WRITTEN INSTRUCTION
Quote the data below verbatim, line for line.

— START OF DATA LINES —

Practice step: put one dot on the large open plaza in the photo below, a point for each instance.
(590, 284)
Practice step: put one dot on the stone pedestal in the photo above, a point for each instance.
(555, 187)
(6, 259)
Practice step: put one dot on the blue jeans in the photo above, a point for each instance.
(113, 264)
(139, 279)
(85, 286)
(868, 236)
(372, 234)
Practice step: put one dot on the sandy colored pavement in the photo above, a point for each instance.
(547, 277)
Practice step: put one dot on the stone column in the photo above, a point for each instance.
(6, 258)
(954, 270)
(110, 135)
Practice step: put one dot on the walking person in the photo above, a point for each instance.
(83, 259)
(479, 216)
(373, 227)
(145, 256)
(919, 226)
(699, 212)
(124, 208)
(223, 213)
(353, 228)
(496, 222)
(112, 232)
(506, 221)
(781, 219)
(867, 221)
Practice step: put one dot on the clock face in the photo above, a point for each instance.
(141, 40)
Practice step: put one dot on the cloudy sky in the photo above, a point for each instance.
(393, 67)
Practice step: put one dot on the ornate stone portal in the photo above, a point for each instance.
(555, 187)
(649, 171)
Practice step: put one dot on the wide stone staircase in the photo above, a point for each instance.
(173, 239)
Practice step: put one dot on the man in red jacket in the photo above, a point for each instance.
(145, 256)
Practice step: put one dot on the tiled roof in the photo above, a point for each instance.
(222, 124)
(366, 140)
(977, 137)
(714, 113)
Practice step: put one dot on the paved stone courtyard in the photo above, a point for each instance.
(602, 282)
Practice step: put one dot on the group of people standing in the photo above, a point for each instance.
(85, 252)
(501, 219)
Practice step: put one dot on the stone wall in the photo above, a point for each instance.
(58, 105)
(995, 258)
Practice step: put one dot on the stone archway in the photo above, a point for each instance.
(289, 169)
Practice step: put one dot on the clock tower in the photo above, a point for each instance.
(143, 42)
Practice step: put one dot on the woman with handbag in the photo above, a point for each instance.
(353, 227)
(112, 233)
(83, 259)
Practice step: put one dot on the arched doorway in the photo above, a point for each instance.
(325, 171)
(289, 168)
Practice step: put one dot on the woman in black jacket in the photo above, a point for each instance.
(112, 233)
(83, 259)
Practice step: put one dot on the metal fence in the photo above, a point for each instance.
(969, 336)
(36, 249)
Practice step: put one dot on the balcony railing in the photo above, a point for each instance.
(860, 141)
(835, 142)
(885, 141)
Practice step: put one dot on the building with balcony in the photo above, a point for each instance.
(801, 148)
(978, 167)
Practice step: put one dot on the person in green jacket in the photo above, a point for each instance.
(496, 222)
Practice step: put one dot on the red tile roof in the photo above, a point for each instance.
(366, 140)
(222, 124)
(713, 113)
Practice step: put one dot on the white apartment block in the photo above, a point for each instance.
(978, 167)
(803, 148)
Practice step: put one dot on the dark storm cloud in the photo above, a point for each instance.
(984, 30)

— END OF DATA LINES —

CORRECT ANSWER
Practice step: put one dot on the large open plaza in the photo below, a point for each instance.
(590, 284)
Practice step: put one dot on the stone pedestal in the photo above, a point for each instance.
(555, 187)
(6, 259)
Practice step: put one dot on the blue jeans in the photo above, a point for each instance.
(113, 264)
(139, 279)
(85, 286)
(868, 236)
(372, 234)
Practice step: put one dot on the sandy colored pavement in the photo above, a point for each instance.
(547, 277)
Practice step: put one dot on the stone column in the photo above, a point for each instance.
(6, 258)
(954, 270)
(110, 135)
Practice step: put one dot on the walking person in the photo above, a point for each instance.
(83, 259)
(479, 216)
(373, 227)
(145, 256)
(919, 226)
(699, 212)
(124, 208)
(223, 213)
(353, 228)
(496, 222)
(112, 232)
(506, 221)
(781, 219)
(867, 221)
Practice step: put one dot on the clock face in the photo above, a point for each instance.
(141, 40)
Practice step: put one dot on the cloudy sky in the photo above, a point for each instance.
(393, 67)
Practice step: put one dot on the ornate stone portal in the photo above, a point for each instance.
(555, 187)
(649, 171)
Practice step: put one dot on the wide stone staircase in the photo above, a point for each instance.
(173, 239)
Practice step: put one dot on the man in red jacket in the photo above, a point for each instance.
(145, 256)
Practice step: put one dot on the tiled roof in the photo above, a point for each instance.
(222, 124)
(366, 140)
(977, 137)
(714, 113)
Practice step: put one dot on the paved stone courtyard in the photo above, a point for each instance.
(602, 282)
Practice step: put one dot on the group of people standing in the photo above, a point for each instance.
(85, 252)
(501, 219)
Practice step: put one dot on the stone wall in the photo above, a point for each instance.
(58, 105)
(995, 258)
Practice step: put one dot on the stone archway in the photo above, a point for each instance.
(289, 169)
Practice step: put one dot on the clock tower in the photo above, a point for each instance.
(143, 42)
Practice step: put one dot on the woman with handbag in the photo above, a point for each instance.
(353, 227)
(112, 233)
(83, 259)
Practice step: put one dot on the arched doorway in the photo above, a point for each instance.
(325, 171)
(289, 168)
Practice step: put one dot on the woman in black jacket in the photo above, a point for each instance.
(112, 233)
(83, 259)
Practice step: put one dot on the metal fence in the photo above, a point for each instance.
(969, 336)
(36, 249)
Practice step: put one dot on the balcony railing in the photo above, a point for each instance.
(860, 141)
(835, 142)
(885, 141)
Practice step: put one dot on the building with balcony in the photo above, a point for each instance.
(801, 148)
(978, 167)
Practice step: put one dot on the person in green jacket in the photo above, a point for each instance.
(496, 222)
Practice step: put one dot on the red tile roof in the photo above, a point for each instance.
(366, 140)
(222, 124)
(713, 113)
Practice step: put one dot on the white apartment block in the photo above, a point for each instance.
(978, 167)
(803, 148)
Practice step: put one dot on the dark storm cloud in the photo above, a point for each instance.
(984, 30)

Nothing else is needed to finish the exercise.